Look through the records below and collect all lines that hold the string "finger".

● ● ●

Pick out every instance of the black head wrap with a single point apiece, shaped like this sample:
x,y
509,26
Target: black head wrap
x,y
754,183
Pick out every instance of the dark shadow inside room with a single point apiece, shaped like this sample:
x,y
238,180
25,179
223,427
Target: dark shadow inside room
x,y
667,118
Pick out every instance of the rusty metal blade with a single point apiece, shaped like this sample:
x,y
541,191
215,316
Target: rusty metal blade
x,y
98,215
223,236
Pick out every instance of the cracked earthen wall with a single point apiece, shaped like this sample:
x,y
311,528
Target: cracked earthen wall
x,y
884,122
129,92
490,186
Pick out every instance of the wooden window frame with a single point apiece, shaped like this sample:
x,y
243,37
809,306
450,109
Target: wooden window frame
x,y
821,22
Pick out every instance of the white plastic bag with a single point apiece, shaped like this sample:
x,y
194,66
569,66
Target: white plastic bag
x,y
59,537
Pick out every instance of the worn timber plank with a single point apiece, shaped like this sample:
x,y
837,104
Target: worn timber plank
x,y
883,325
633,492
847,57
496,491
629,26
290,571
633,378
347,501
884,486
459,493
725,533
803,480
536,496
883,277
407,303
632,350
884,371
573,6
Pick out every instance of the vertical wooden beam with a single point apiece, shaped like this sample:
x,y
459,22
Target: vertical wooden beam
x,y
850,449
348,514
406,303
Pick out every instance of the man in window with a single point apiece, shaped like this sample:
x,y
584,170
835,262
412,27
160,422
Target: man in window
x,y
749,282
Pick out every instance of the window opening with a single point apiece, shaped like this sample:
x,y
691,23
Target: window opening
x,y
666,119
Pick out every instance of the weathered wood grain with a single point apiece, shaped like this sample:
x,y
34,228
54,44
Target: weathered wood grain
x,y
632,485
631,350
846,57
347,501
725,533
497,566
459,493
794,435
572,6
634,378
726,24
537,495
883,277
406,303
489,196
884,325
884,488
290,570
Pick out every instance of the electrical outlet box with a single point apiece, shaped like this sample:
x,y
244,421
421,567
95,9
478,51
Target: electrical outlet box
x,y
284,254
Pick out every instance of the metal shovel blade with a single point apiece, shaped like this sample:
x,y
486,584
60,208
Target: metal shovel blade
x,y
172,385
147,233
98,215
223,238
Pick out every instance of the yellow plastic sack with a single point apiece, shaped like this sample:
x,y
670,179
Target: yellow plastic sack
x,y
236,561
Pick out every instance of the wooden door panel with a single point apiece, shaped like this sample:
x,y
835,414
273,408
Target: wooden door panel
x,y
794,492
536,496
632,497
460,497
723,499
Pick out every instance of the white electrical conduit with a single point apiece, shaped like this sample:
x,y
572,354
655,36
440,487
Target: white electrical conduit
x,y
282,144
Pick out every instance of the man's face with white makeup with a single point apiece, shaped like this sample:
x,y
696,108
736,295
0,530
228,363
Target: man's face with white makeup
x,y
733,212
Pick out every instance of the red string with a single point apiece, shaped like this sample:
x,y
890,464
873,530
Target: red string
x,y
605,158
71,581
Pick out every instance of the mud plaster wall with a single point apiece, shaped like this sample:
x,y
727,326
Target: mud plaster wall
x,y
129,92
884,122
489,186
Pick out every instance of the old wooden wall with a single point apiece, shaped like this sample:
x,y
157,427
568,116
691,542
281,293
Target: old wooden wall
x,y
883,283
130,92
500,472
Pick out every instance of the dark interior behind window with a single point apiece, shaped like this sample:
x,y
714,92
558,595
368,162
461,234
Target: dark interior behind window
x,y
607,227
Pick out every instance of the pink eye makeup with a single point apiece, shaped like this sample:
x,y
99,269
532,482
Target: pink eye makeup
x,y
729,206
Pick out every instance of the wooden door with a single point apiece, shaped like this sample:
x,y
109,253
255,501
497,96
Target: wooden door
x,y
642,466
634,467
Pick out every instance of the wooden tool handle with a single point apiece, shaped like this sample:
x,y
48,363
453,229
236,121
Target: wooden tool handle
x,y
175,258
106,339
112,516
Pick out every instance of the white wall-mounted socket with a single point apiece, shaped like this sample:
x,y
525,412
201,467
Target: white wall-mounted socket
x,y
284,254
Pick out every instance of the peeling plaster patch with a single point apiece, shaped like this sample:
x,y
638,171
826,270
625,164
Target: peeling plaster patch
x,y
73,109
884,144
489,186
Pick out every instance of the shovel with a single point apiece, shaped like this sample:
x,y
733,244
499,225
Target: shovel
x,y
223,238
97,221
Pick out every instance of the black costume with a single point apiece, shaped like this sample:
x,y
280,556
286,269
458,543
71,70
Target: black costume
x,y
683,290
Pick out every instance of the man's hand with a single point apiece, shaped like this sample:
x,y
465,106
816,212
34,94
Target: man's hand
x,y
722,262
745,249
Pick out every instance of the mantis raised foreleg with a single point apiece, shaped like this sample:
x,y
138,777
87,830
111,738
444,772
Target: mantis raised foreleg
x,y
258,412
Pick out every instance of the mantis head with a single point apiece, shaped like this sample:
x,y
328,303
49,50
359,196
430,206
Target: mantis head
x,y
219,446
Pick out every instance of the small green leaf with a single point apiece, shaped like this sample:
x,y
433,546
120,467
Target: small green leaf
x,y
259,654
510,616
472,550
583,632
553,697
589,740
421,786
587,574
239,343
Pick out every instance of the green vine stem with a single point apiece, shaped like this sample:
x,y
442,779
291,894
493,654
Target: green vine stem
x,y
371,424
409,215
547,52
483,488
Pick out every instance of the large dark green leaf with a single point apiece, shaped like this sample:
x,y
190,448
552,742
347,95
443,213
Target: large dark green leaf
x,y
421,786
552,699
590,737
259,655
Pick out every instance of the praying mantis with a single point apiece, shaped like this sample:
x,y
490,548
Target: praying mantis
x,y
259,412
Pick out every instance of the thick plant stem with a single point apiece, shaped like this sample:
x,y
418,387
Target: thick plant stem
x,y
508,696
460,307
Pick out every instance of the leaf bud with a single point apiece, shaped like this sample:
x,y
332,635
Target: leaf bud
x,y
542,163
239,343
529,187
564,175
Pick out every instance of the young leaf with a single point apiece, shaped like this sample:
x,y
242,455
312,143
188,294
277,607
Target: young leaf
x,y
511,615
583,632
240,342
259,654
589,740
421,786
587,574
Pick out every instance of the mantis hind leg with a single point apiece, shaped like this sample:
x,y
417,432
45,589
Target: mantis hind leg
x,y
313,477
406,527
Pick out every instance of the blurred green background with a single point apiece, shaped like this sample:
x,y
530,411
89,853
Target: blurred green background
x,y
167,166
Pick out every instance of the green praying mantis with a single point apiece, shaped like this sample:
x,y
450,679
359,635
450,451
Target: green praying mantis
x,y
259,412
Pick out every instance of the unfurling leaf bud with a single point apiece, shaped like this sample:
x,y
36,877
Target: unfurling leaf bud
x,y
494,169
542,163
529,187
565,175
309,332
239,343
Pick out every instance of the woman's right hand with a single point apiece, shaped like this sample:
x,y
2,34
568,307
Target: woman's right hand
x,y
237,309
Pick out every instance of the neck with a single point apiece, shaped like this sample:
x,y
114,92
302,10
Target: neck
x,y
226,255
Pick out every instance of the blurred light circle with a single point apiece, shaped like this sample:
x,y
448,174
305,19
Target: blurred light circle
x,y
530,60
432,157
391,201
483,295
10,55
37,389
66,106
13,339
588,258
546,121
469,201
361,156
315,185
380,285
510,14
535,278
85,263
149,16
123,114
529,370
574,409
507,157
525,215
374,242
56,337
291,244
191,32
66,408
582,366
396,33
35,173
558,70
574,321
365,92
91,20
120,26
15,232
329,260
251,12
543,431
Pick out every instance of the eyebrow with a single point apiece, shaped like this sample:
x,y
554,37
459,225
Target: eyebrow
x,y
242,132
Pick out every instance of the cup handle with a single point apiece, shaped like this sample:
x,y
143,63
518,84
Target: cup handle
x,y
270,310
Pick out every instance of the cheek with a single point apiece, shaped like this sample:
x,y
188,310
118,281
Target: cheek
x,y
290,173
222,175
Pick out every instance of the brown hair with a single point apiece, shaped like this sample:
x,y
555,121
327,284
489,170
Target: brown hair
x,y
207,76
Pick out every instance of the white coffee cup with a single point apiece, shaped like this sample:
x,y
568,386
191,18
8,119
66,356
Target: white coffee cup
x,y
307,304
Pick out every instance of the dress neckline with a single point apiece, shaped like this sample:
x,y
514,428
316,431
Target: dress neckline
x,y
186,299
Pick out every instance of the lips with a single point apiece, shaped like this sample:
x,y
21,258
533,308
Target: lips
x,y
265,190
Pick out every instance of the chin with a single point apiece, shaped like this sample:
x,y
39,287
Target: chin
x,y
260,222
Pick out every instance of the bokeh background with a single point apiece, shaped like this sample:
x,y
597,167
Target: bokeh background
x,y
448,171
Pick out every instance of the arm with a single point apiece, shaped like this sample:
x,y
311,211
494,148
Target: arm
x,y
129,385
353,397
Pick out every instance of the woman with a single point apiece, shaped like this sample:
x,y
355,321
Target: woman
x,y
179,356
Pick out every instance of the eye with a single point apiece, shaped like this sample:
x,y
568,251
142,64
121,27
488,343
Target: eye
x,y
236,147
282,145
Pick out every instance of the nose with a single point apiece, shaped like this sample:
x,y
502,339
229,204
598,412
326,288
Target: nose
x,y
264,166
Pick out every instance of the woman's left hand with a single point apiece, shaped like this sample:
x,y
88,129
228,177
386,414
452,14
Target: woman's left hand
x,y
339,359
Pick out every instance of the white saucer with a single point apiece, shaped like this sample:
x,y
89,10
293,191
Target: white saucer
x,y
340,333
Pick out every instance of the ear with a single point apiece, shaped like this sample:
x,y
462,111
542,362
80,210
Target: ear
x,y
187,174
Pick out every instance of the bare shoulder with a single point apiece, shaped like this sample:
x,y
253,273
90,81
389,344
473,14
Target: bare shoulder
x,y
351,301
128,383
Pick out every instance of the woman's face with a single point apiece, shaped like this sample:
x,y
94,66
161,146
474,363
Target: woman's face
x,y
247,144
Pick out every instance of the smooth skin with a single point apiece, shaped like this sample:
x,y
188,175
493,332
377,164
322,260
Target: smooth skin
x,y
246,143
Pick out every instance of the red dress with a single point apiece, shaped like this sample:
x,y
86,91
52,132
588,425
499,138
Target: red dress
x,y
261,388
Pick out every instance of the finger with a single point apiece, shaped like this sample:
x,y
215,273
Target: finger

● ● ●

## TASK SOLUTION
Pick out every instance of the finger with a single point apiece, shaped like this sample:
Target: finger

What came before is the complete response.